(Stored data entries)

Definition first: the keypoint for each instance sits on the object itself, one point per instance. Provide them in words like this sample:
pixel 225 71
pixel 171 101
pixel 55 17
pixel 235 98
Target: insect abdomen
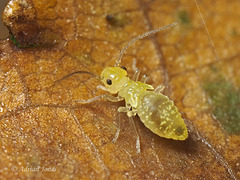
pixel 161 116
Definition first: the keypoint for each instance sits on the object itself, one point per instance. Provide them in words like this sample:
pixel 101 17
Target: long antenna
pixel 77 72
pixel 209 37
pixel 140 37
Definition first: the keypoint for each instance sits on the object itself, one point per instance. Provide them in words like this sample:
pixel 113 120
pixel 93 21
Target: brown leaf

==

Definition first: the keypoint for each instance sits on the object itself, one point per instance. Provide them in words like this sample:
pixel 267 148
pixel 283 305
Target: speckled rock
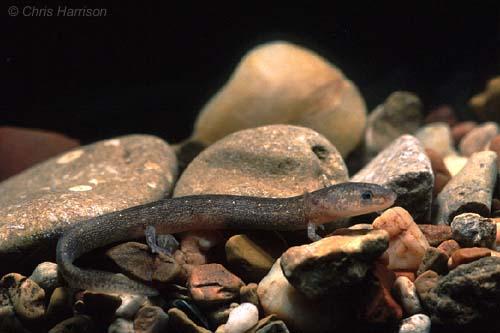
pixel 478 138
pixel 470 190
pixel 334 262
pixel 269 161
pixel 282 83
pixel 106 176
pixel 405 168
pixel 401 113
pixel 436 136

**WHAT TO DO:** Reproduce exactly the lines above starting at the line containing "pixel 171 101" and ending at the line containing "Target: brown leaf", including both, but not the pictures.

**EXERCISE RESULT:**
pixel 171 101
pixel 55 17
pixel 235 98
Target: insect abdomen
pixel 161 116
Definition first: the keypoint for each instance sits on the object itself, one point per instance. Provide them in words like this sample:
pixel 101 17
Target: long antenna
pixel 77 72
pixel 209 37
pixel 140 37
Definition first: the keypoint for each instance sits on the object itself, one point per instance. Provide them in words like this sample:
pixel 113 120
pixel 93 21
Target: brown leaf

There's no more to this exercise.